Source material: Begin
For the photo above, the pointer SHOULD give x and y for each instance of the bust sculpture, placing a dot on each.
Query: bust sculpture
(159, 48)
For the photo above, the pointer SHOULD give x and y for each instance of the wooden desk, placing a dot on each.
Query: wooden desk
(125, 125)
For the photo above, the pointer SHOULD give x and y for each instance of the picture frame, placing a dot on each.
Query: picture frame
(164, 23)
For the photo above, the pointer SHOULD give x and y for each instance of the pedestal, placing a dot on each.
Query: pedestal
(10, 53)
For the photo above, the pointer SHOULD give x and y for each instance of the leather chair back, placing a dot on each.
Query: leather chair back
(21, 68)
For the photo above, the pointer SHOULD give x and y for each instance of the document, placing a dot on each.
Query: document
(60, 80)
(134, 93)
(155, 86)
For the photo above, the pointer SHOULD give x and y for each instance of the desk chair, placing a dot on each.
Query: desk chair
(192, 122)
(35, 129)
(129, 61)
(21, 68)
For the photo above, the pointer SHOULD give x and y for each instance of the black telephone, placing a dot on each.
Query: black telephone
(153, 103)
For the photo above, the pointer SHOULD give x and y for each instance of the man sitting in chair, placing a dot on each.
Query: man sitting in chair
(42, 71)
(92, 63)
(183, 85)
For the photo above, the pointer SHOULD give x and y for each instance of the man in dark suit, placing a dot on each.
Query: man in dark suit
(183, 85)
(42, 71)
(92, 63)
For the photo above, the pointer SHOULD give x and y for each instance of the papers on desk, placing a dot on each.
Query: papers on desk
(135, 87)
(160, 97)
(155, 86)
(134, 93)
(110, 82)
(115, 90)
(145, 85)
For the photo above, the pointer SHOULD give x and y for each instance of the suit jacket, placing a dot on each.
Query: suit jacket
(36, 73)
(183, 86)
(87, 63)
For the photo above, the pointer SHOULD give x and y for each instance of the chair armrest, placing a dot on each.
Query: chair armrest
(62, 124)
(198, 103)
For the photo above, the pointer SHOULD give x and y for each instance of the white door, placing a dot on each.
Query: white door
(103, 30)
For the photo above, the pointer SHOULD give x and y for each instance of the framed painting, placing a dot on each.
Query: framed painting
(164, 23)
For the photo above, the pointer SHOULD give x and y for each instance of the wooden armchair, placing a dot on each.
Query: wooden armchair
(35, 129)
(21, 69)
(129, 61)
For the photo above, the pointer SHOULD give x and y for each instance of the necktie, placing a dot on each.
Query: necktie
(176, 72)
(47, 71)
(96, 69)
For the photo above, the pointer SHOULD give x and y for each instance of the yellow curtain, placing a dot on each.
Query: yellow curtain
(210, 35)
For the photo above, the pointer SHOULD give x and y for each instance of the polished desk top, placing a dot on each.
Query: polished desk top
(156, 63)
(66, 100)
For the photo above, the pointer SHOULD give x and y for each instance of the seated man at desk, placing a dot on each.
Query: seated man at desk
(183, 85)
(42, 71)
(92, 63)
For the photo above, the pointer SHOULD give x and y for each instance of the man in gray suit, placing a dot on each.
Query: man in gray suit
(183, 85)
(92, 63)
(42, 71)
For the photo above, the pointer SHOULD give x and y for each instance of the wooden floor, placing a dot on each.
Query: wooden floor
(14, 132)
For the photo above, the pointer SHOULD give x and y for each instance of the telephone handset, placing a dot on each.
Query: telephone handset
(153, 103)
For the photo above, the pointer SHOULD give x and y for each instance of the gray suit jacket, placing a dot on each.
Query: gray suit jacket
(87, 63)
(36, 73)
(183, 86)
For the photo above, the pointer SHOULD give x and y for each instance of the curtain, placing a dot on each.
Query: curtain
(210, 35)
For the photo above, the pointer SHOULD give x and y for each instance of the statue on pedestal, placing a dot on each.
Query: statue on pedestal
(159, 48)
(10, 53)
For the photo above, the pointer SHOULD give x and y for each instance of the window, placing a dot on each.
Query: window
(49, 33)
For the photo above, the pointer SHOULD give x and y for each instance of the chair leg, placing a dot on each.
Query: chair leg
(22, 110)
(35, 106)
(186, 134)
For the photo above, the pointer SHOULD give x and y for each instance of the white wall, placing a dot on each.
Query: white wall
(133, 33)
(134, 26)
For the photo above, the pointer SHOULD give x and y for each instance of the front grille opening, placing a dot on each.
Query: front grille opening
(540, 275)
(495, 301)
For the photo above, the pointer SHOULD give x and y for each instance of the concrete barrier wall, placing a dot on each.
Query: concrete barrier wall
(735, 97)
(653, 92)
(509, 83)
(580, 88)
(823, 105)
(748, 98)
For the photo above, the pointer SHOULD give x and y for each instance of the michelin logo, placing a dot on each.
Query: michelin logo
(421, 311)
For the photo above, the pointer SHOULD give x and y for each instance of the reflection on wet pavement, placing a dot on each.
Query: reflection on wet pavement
Source material: End
What you are asked to do:
In the records above, count the lines holding the word "pavement"; give only that number.

Solution to the exercise:
2